**Questions on the material**
A. Repeat the piece on relationship check-ins from "However, most people" up to and including "grow into silence.".
B. According to the piece on relationship check-ins, why do most people avoid having one? Answer in one to three sentences.

**Given text**
It’s funny how we plan everything else; our careers, our finances, our vacations—but rarely our relationships.
We assume love should run on autopilot once we’ve found “the one.” Yet, just like anything worth keeping, relationships need maintenance. Cue the one thing many couples avoid: the relationship check-in.
A relationship check-in isn’t a fight. It’s not an interrogation or a therapy session. It’s simply a conversation —an honest, sometimes uncomfortable, always necessary heart-to-heart — about where you both are and where you’re headed. It’s checking the temperature before things overheat or freeze over.
However, most people avoid it. Why? Because it exposes cracks we’d rather ignore. It means acknowledging that love alone isn’t enough, that someone might be unhappy, or that we may have stopped listening. It forces vulnerability, and that’s something not everyone is ready for.
Think of it this way: if your phone needs a software update every few weeks, your relationship deserves one too. Feelings shift. Needs evolve. Life happens. That thing your partner used to love—your endless talking before bed—might now be what keeps them awake and exhausted. Or maybe what you used to shrug off—late replies, less affection—now leaves you uneasy. A check-in makes room for those small truths before they grow into silence.
So what does a relationship looks like? It’s not all spreadsheets and scorecards. It’s sitting down—maybe over dinner, a quiet walk, or even a Sunday morning coffee—and asking: How are we doing? It’s sharing what’s working, what’s not, and what could be better. It’s about curiosity, not criticism.

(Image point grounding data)
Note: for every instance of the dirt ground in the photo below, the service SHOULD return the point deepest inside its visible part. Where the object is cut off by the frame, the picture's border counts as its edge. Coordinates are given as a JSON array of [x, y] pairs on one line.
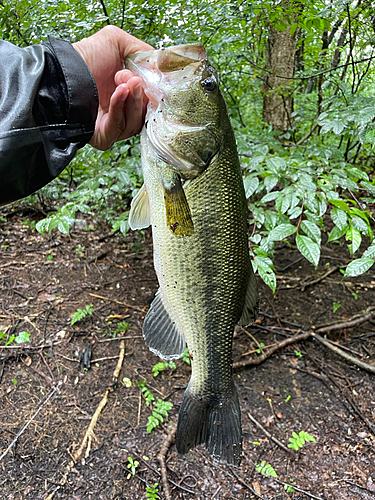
[[302, 387]]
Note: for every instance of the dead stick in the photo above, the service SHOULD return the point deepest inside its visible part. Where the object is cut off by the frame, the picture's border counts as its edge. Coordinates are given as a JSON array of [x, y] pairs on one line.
[[345, 355], [317, 280], [347, 324], [161, 457], [88, 437], [117, 302], [279, 443], [259, 359], [31, 419]]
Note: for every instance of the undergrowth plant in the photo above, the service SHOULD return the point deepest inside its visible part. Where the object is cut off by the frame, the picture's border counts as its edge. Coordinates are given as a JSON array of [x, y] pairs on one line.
[[82, 313], [152, 492], [297, 441], [159, 407]]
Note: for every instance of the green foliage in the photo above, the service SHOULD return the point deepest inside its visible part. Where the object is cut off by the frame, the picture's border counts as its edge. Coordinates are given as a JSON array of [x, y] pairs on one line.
[[315, 180], [159, 367], [121, 328], [159, 411], [186, 357], [265, 469], [82, 313], [152, 492], [132, 465], [299, 440], [159, 408], [18, 339], [146, 393]]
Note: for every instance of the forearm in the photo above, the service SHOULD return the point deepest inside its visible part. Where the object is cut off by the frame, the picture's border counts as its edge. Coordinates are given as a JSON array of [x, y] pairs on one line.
[[48, 107]]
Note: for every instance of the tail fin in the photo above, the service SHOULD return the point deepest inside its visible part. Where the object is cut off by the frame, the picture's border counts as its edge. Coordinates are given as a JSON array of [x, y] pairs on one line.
[[216, 422]]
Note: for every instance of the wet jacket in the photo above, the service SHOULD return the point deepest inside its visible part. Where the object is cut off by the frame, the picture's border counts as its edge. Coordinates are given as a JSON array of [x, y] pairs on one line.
[[48, 107]]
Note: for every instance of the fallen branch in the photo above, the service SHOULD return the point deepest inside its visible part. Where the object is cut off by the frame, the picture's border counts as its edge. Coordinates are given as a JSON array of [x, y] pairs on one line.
[[161, 457], [31, 419], [345, 355], [89, 435], [279, 443], [117, 302]]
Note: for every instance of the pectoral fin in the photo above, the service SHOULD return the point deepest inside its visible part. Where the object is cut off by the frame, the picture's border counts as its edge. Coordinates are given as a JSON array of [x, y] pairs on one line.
[[139, 217], [251, 307], [177, 209], [160, 331]]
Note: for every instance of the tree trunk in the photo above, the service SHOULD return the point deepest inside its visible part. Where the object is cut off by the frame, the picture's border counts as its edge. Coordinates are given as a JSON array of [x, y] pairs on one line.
[[280, 63]]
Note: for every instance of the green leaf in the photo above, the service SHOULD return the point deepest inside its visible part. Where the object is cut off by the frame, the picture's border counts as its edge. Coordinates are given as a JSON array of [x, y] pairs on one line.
[[250, 183], [359, 266], [268, 276], [282, 231], [337, 233], [340, 204], [355, 237], [308, 249], [312, 230], [22, 337], [276, 164], [339, 217], [265, 469]]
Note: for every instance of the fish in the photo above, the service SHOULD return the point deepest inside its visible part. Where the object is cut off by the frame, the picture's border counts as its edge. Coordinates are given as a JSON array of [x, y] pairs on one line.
[[193, 197]]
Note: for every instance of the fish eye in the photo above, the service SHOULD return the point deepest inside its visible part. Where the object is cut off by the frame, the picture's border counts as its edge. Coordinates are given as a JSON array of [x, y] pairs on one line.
[[209, 84]]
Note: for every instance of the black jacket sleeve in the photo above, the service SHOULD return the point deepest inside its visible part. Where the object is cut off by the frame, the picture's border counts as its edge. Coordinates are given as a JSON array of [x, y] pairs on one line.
[[48, 108]]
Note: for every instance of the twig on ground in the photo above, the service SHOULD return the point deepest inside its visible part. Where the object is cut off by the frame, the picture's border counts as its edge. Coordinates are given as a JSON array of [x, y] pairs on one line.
[[161, 457], [245, 484], [88, 437], [117, 302], [370, 312], [279, 443], [259, 359], [31, 419], [320, 278], [298, 489], [345, 355]]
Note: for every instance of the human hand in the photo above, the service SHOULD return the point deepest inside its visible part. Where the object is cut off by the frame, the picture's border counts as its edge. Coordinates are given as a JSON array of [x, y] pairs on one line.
[[122, 103]]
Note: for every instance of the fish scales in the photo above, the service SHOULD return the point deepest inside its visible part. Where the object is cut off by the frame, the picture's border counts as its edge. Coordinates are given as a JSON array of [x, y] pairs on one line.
[[204, 278]]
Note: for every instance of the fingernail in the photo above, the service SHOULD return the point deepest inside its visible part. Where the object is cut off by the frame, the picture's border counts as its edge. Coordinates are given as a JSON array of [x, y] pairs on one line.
[[137, 92]]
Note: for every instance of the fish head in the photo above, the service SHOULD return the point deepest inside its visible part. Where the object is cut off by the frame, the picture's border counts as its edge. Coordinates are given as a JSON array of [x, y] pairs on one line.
[[186, 116]]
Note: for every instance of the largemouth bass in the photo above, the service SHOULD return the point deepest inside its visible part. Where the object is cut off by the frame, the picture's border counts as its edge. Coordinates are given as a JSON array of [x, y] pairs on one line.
[[193, 197]]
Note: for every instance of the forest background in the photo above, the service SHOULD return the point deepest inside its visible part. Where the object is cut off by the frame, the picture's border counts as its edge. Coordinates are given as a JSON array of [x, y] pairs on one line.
[[298, 78]]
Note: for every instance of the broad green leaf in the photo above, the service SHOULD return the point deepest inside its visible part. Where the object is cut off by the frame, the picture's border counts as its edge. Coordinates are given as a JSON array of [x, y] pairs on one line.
[[250, 183], [282, 231], [268, 276], [359, 266], [337, 233], [370, 252], [312, 230], [270, 196], [270, 182], [339, 217], [276, 164], [340, 204], [308, 249], [355, 237]]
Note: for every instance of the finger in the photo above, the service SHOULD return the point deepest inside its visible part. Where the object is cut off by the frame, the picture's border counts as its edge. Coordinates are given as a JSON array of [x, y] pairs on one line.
[[124, 76], [134, 111], [114, 122]]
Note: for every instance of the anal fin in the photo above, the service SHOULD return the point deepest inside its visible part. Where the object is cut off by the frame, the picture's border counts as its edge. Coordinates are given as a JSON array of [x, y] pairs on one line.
[[139, 217], [177, 209], [160, 331]]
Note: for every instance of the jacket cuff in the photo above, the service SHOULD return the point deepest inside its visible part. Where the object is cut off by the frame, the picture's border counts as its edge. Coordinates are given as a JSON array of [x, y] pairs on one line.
[[83, 100]]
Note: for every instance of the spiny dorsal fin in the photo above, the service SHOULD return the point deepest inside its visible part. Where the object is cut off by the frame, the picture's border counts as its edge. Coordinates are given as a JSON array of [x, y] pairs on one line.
[[251, 307], [177, 210], [139, 217], [160, 331]]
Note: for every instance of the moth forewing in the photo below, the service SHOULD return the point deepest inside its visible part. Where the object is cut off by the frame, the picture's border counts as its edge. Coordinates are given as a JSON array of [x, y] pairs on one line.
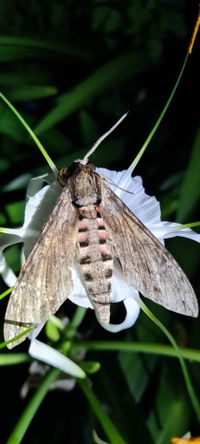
[[45, 280], [147, 265]]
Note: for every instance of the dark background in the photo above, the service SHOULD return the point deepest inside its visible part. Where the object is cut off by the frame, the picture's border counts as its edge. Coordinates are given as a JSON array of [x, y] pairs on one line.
[[72, 69]]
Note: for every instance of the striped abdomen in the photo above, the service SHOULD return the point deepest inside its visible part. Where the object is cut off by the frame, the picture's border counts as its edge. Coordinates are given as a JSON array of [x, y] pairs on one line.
[[95, 260]]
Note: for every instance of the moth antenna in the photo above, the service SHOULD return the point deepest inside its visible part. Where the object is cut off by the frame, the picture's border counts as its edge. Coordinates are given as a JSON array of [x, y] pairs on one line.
[[97, 143]]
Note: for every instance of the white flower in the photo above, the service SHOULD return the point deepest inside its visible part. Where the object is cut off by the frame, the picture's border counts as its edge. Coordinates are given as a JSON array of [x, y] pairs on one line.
[[41, 197]]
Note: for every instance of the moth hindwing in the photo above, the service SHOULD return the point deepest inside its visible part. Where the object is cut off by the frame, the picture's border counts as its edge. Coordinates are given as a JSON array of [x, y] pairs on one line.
[[91, 225]]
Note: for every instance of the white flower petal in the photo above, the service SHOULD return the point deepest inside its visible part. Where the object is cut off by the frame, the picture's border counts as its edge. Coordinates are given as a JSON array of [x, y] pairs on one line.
[[43, 352], [132, 313]]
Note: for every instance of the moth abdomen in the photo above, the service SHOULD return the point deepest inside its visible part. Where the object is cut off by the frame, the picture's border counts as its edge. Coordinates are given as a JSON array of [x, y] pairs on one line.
[[95, 261]]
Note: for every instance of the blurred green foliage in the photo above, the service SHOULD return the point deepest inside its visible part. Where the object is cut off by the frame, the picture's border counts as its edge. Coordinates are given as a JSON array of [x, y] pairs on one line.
[[72, 69]]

**Outputs in order**
A.
However, most people avoid it. Why? Because it exposes cracks we’d rather ignore. It means acknowledging that love alone isn’t enough, that someone might be unhappy, or that we may have stopped listening. It forces vulnerability, and that’s something not everyone is ready for.
Think of it this way: if your phone needs a software update every few weeks, your relationship deserves one too. Feelings shift. Needs evolve. Life happens. That thing your partner used to love—your endless talking before bed—might now be what keeps them awake and exhausted. Or maybe what you used to shrug off—late replies, less affection—now leaves you uneasy. A check-in makes room for those small truths before they grow into silence.

B. Most people avoid a check-in because it exposes cracks they would rather ignore. These include the chance that love alone isn't enough, that someone might be unhappy, or that they may have stopped listening. It also forces a vulnerability that not everyone is ready for.